### Task instructions
The entries below need to be written out exactly, with no pictures included.

** Start of Dataset records **

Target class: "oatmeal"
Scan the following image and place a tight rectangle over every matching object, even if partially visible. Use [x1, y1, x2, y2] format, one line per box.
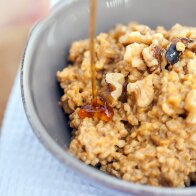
[57, 23, 196, 187]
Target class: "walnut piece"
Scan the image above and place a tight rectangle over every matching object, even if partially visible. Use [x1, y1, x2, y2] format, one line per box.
[185, 89, 196, 124]
[119, 31, 152, 45]
[127, 74, 154, 107]
[105, 73, 125, 101]
[187, 56, 196, 74]
[124, 43, 146, 71]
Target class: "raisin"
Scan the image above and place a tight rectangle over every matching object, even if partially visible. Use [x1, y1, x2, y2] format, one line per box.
[165, 44, 181, 65]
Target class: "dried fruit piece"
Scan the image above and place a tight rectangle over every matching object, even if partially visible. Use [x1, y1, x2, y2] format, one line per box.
[165, 44, 181, 65]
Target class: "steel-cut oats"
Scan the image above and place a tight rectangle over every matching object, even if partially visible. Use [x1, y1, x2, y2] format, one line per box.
[57, 23, 196, 187]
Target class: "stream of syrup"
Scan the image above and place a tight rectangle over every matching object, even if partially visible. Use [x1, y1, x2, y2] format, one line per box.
[78, 0, 114, 122]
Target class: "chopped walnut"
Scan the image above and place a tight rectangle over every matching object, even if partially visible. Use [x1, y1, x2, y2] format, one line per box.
[176, 42, 186, 52]
[127, 74, 154, 107]
[106, 73, 125, 101]
[119, 31, 152, 45]
[185, 89, 196, 124]
[152, 33, 169, 48]
[142, 44, 163, 67]
[124, 43, 146, 71]
[187, 56, 196, 74]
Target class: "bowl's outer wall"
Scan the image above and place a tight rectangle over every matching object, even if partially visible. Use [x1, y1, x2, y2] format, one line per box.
[29, 0, 196, 146]
[25, 0, 196, 194]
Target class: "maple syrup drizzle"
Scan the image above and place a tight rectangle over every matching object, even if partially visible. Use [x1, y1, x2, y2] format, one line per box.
[89, 0, 97, 99]
[78, 0, 114, 122]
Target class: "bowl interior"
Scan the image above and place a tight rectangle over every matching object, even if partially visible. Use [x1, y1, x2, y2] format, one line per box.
[22, 0, 196, 193]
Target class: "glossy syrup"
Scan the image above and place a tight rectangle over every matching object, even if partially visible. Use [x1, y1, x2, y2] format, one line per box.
[78, 0, 114, 122]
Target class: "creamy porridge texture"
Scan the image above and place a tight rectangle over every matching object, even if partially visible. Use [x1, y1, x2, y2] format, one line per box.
[57, 23, 196, 187]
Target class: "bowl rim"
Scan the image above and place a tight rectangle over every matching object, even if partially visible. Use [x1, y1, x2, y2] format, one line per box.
[20, 0, 196, 195]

** End of Dataset records **

### Final result
Target class: "oatmeal"
Scan the following image and place a tight rectangle over every matching object, even if partially visible. Use [x1, y1, x2, y2] format, one line per box.
[57, 23, 196, 187]
Target class: "walnut piece"
Scan the image above and place a tight rectangle over every matching object, even if partially visible. Use [x1, y1, x2, y2] format, one line per box.
[185, 89, 196, 124]
[119, 31, 152, 45]
[127, 74, 154, 107]
[105, 73, 125, 101]
[187, 56, 196, 74]
[124, 43, 146, 71]
Target class: "raisin"
Scan the image above and place a tight rectangle over every matching object, even if partially visible. Use [x1, y1, x2, y2] format, one line per box.
[165, 44, 181, 65]
Target class: "dried fruit piece"
Scan the image above and place a tight rectangle over every matching object, even if partially visible. Use [x1, y1, x2, y2] format, one line per box.
[165, 44, 181, 65]
Target class: "steel-cut oats"
Scan the image above and place a tight rectangle over every matching object, even if partially visible. Use [x1, y1, x2, y2] format, one line per box.
[57, 23, 196, 187]
Target class: "stream of syrup"
Scan the image above and place a tight rectangle over every matching object, even if partially visible. Use [x1, y1, x2, y2] format, one line per box.
[78, 0, 114, 122]
Target class: "chopped walnut"
Scan the image above and place a tight rectangle over every matching object, even if partially visible. Use [x1, y1, x2, y2] format, one line per box.
[176, 42, 186, 52]
[127, 74, 154, 107]
[106, 73, 125, 101]
[119, 31, 152, 45]
[185, 89, 196, 124]
[152, 33, 169, 48]
[142, 44, 163, 67]
[124, 43, 146, 71]
[187, 56, 196, 74]
Target class: "bowl's outer wall"
Scan the image above and place a tight rectangle over every matching object, even if partially visible. Use [x1, y1, x2, y2] format, one line per box.
[29, 0, 196, 146]
[25, 0, 196, 194]
Target class: "maple syrup drizzle"
Scan the image above and place a tight rectangle over every matching object, even if partially visible. Use [x1, y1, x2, y2] format, one line per box.
[89, 0, 97, 99]
[78, 0, 114, 122]
Target class: "bowl interior"
Scan the image above and place a tight rectangle over every matching object, even if partially visible. Use [x1, y1, x2, y2] format, one line per box.
[22, 0, 196, 193]
Target class: "glossy syrup"
Scan the image above and place a tight rectangle over every matching object, even if partially visible. Use [x1, y1, x2, y2] format, one line per box.
[78, 0, 114, 122]
Target class: "creamy porridge texture"
Scan the image above and place a tight rectangle over every matching object, even if partially visible. Use [x1, y1, x2, y2] format, one line per box.
[57, 23, 196, 187]
Target class: "bowl rim"
Scan the image above and place a tight rectangle over every matching object, even if partially visible. Use [x1, y1, x2, y2] format, one line per box.
[20, 0, 196, 195]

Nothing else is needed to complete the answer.